▸ **Teks sumber**
⁂

PUSAT HUKUM DAN HUMAS BPN RI
SJDI HUKUM
- 10 Pasal 32. (1)
Pemegang Kuasa Pertambangan Penjelidikan Umum diwadjibkan menjampaikan laporan mengenai hasil penjelidikannja kepada Menteri setjara berkala setiap 3 (tiga) bulan sekali.
(2)
Disamping kewadjiban termaksud pada ajat (1) pasal ini, pemegang Kuasa Pertambangan Penjelidikan Umum diwadjibkan pula menjampaikan laporan mengenai hasil seluruh penjelidikannja kepada Menteri selambat-lambatnja 3 (tiga) bulan sesudah berachir djangka waktu Kuasa Pertambangan Penjelidikan Umumnja. Pasal 33.
(1)
Pemegang Kuasa Pertambangan Eksplorasi diwadjibkan menjampaikan laporan mengenai hasil penjelidikannja kepada Menteri setjar berkala setiap 3 (tiga) bulan sekali.
(2)
Disamping kewadjiban termaksud pada ajat (1) pasal ini, pemegang Kuasa Pertambangan Eksplorasi diwadjibkan pula menjampaikan laporan mengenai hasil seluruh eksplorasinja kepada Menteri selambat-lambatnja 6 (enam) bulan sesudah berachirnja djangka waktu Kuasa Pertambangan Eksplorasinja. Pasal 34.
(1)
Dalam djangka waktu 6 (enam) bulan sesudah diperolehnja Kuasa Pertambangan Eksploitasi, pemegang Kuasa Pertambangan jang bersangkutan diwadjibkan memberikan batas pada wilajah termaksud dalam Kuasa Pertambangannja dengan membuat tanda-tanda batas jang djelas.
(2)
Pembuatan tanda batas termaksud pada ajat (1) pasal ini harus sudah selesai sebelum dimulai usaha pertambangan eksploitasi tersebut. Pasal 35.
(1)
Pemegang Kuasa Pertambangan Eksploitasi diwadjibkan menjampaikan laporan mengenai perkembangan kegiatan jang telah dilakukannja kepada Menteri setjara berkala setiap 3 (tiga) bulan sekali.
(2)
Disamping kewadjiban termaksud pada ajat (1) pasal ini pemegang Kuasa Pertambangan Eksploitasi setiap tahun sekali diwadjibkan pula menjampaikan laporan tahunan kepada Menteri mengenai perkembangan pekerdjaan jang telah dilakukannja. Pasal 36.
(1)
para pemegang Kuasa Pertambangan Pengolahan dan Pemurnian, Kuasa Pertambangan Pengangkutan dan Kuasa Pertambangan Pendjualan, diwadjibkan menjampaikan laporan mengenai perkembangan kegiatan jang telah dilakukannja pada Menteri setjara berkala setiap 3 (tiga) bulan sekali.
(2)
Disamping kewadjiban termaksud pada ajat (1) pasal ini para pemegang Kuasa Pertambangan Pengolahan dan Pemurnian, Kuasa Pertambangan Pengangkutan dan Kuasa Pertambangan Pendjualan, diwadjibkan pula menjampaikan laporan tahunan kepada Menteri mengenai perkembangan pekerdjaan jang telah dikeluarkannja. Pasal 37.

⁂

▸ **Soal 1**
Salin persis bagian teks sumber yang dimulai dengan kata-kata berisi "Dalam djangka waktu" dan diakhiri dengan "dilakukannja. Pasal 36.".
Teks di atas tidak ada hubungannya dengan data yang menyusul.

⁂

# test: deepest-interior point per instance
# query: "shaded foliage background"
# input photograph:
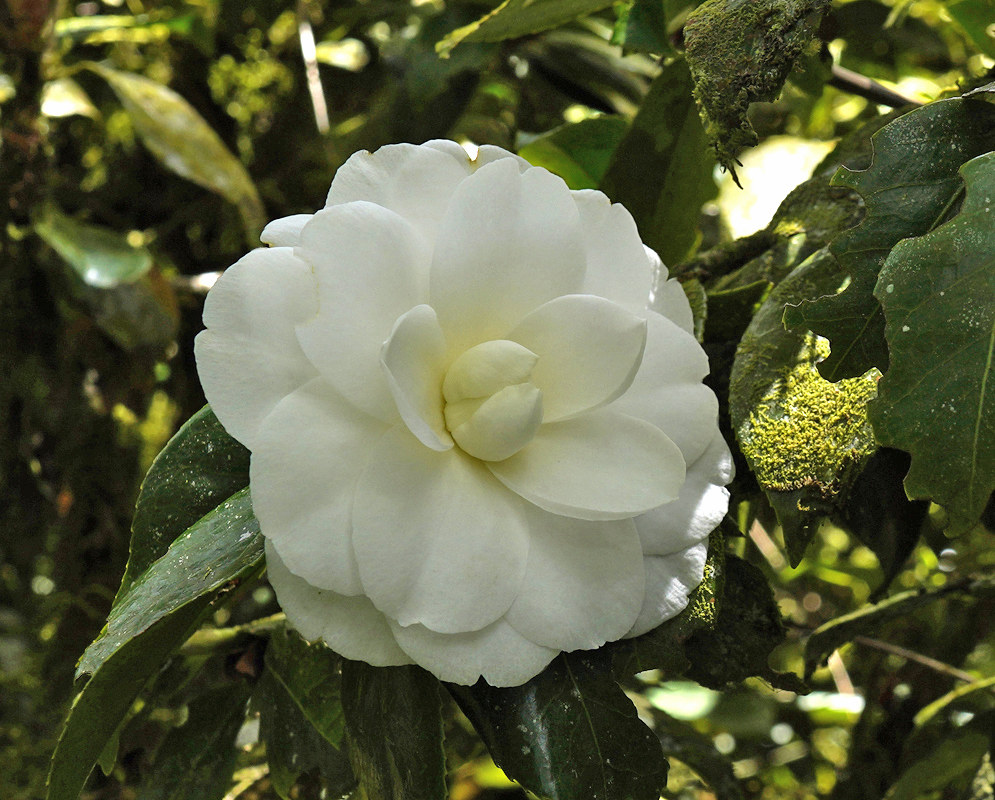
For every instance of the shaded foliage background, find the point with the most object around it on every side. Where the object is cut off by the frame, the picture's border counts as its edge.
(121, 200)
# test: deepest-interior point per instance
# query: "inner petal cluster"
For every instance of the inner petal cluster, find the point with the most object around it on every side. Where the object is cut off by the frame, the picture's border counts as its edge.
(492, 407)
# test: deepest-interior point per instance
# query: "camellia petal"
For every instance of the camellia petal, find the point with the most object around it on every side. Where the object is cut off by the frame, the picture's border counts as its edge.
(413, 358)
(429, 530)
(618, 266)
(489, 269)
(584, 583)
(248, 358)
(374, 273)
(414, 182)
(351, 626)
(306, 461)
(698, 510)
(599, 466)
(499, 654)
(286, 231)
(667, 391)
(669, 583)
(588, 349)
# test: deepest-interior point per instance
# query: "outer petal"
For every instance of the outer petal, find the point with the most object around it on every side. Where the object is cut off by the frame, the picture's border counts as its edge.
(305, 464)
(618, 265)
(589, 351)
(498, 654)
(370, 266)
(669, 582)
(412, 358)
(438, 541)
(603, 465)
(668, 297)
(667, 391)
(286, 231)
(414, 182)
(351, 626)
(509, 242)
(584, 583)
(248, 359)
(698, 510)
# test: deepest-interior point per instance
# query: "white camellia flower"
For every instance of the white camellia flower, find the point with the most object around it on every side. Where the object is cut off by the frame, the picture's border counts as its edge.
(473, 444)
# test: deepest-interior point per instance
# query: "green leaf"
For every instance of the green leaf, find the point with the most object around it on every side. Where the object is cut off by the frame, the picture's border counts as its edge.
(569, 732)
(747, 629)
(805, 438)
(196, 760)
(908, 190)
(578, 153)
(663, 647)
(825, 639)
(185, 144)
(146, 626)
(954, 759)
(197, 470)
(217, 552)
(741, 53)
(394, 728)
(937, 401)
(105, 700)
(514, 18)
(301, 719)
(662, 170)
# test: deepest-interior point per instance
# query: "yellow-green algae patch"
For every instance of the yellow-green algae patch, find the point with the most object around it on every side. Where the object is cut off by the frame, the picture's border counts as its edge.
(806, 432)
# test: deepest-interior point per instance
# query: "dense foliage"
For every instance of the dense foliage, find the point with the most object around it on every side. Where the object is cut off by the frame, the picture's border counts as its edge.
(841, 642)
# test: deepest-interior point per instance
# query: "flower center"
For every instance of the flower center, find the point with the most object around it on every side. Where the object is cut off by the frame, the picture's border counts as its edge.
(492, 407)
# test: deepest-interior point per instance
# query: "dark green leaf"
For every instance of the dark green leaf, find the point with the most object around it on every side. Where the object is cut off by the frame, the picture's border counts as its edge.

⁂

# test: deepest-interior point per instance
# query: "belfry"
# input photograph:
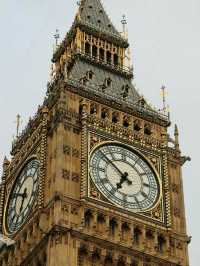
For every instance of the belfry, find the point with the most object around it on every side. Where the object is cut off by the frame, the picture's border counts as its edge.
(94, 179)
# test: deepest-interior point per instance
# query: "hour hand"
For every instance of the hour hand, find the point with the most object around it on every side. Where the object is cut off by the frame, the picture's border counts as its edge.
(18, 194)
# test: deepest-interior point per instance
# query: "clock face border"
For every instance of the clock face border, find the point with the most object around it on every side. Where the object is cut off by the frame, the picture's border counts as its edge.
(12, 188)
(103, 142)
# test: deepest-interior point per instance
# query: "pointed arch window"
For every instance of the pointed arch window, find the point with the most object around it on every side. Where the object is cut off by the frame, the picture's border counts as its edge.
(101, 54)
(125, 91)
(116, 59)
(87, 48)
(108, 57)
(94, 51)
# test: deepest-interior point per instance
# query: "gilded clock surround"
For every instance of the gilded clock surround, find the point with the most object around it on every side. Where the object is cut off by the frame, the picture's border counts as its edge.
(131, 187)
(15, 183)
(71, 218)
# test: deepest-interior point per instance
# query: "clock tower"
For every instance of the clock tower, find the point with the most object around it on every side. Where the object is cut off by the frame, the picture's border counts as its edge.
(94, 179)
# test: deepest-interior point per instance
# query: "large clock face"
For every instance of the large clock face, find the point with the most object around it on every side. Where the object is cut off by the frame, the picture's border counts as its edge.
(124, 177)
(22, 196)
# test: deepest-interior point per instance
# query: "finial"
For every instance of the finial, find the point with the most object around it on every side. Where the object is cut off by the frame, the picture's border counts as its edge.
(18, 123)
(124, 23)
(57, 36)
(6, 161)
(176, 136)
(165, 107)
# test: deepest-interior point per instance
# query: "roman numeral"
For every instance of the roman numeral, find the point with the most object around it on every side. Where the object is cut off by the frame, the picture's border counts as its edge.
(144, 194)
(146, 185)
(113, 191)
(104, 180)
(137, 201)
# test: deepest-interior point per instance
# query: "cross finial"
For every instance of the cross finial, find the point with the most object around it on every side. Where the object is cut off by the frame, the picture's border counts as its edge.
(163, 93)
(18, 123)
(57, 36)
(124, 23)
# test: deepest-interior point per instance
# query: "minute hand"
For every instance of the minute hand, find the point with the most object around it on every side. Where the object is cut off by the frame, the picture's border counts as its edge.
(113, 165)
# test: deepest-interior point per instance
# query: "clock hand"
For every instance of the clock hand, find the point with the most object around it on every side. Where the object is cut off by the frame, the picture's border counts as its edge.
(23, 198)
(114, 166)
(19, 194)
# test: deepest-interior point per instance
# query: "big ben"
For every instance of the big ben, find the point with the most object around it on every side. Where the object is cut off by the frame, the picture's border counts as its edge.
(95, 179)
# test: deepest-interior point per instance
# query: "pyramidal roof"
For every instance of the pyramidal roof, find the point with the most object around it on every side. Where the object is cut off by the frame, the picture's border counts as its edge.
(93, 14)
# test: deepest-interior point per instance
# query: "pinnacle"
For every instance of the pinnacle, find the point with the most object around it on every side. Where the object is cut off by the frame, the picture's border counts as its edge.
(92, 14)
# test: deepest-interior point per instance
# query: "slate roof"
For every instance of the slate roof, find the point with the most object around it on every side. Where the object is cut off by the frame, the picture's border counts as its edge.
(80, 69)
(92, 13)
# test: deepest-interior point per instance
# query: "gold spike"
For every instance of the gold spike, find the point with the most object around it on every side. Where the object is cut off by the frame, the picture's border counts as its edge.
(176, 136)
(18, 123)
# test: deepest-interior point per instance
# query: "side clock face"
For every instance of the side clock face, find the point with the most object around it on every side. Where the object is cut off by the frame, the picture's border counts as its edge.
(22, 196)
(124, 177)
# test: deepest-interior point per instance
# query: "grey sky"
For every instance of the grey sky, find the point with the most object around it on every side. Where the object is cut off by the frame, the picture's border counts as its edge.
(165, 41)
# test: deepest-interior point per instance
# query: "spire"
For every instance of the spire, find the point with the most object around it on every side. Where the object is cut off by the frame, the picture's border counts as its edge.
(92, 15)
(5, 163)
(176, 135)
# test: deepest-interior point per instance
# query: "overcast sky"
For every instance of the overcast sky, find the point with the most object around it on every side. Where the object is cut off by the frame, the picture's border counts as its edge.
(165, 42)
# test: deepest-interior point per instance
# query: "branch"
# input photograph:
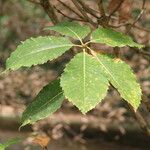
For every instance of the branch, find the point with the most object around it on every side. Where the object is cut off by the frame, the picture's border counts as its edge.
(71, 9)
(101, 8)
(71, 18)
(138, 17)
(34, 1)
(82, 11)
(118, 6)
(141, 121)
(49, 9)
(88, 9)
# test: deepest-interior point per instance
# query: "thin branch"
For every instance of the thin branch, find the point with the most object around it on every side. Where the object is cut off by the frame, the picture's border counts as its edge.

⁂

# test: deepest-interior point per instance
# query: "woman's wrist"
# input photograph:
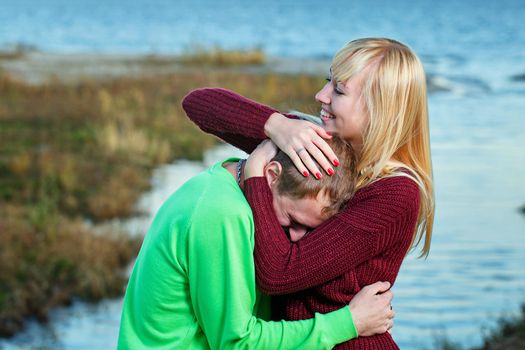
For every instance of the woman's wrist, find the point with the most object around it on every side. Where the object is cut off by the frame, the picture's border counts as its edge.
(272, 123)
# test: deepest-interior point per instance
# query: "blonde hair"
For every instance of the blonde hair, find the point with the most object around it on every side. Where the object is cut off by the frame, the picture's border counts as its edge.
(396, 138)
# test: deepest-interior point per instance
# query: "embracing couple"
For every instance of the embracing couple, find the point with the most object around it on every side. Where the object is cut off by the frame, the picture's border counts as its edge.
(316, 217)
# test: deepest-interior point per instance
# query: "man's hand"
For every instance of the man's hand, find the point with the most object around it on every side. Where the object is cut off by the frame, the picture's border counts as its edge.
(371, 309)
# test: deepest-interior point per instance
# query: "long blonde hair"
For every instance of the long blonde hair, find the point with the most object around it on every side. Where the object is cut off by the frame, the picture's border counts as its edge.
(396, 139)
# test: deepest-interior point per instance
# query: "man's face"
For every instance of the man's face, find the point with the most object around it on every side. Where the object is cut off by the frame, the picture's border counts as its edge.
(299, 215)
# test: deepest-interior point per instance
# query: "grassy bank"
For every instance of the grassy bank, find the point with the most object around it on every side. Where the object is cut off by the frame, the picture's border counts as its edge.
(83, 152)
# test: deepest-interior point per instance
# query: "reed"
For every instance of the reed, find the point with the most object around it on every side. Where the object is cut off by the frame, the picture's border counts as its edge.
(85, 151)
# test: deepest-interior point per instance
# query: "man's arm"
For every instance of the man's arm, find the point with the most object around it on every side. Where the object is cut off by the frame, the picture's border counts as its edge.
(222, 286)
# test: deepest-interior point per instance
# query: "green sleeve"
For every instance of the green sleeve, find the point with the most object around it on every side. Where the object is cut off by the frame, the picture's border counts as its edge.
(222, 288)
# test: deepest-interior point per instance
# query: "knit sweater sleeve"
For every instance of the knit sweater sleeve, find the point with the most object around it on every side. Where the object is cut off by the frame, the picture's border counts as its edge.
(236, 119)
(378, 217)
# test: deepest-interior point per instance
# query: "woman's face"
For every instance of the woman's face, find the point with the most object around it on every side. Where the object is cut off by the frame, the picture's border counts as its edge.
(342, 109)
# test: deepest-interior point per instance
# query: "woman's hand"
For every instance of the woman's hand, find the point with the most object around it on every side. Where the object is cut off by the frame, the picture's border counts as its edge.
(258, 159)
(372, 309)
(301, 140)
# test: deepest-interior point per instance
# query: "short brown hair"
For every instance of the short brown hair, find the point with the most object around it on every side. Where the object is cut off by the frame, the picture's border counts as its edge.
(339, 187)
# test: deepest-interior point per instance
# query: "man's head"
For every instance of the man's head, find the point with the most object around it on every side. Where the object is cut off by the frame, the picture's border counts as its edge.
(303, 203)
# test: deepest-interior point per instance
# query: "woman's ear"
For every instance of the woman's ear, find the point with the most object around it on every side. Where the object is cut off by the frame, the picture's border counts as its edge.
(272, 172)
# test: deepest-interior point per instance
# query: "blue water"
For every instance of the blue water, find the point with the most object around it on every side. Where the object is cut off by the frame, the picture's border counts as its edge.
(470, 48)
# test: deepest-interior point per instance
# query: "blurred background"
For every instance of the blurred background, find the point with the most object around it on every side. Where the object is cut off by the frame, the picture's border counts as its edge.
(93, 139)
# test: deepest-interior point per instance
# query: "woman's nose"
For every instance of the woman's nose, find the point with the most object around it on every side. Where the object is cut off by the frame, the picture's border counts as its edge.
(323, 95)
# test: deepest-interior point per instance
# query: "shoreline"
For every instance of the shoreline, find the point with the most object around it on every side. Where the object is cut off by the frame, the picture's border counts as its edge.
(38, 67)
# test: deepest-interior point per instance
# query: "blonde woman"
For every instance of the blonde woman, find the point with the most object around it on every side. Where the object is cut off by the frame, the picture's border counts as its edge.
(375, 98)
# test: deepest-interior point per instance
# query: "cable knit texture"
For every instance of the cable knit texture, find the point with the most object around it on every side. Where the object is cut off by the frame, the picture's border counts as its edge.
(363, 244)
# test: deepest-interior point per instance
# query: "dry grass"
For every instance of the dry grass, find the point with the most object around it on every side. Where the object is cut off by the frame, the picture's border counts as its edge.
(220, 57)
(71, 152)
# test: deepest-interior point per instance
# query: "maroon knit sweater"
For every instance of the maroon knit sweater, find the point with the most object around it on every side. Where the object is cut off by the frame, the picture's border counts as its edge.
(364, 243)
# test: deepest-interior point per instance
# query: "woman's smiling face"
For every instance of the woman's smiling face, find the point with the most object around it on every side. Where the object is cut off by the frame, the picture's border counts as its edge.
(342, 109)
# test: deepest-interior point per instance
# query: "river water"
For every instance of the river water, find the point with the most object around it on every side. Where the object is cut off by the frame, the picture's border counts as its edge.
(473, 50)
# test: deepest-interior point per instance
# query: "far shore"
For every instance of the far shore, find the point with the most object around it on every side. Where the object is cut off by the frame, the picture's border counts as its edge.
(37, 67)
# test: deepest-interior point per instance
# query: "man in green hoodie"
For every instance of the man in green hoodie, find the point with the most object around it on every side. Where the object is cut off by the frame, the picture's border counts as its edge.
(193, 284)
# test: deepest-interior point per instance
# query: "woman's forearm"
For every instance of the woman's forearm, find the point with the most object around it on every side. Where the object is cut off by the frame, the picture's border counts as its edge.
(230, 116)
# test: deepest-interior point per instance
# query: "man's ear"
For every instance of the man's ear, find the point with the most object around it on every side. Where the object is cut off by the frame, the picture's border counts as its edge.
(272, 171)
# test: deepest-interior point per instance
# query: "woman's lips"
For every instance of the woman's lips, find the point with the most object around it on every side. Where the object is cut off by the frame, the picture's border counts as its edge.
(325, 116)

⁂

▸ **Soal 2**
Tampilkan semua baris data yang memuat kata "camellia", dengan membedakan huruf besar dan kecil.

▸ **Jawaban 1**
Dalam djangka waktu 6 (enam) bulan sesudah diperolehnja Kuasa Pertambangan Eksploitasi, pemegang Kuasa Pertambangan jang bersangkutan diwadjibkan memberikan batas pada wilajah termaksud dalam Kuasa Pertambangannja dengan membuat tanda-tanda batas jang djelas.
(2)
Pembuatan tanda batas termaksud pada ajat (1) pasal ini harus sudah selesai sebelum dimulai usaha pertambangan eksploitasi tersebut. Pasal 35.
(1)
Pemegang Kuasa Pertambangan Eksploitasi diwadjibkan menjampaikan laporan mengenai perkembangan kegiatan jang telah dilakukannja kepada Menteri setjara berkala setiap 3 (tiga) bulan sekali.
(2)
Disamping kewadjiban termaksud pada ajat (1) pasal ini pemegang Kuasa Pertambangan Eksploitasi setiap tahun sekali diwadjibkan pula menjampaikan laporan tahunan kepada Menteri mengenai perkembangan pekerdjaan jang telah dilakukannja. Pasal 36.

▸ **Jawaban 2**
# query: "camellia petal"
For every instance of the camellia petal, find the point with the most object around it on every side. Where the object is cut off by the frame, the picture's border counts as its edge.
# query: "white camellia flower"
For every instance of the white camellia flower, find the point with the most object around it on every side. Where the object is cut off by the frame, the picture's border counts as its edge.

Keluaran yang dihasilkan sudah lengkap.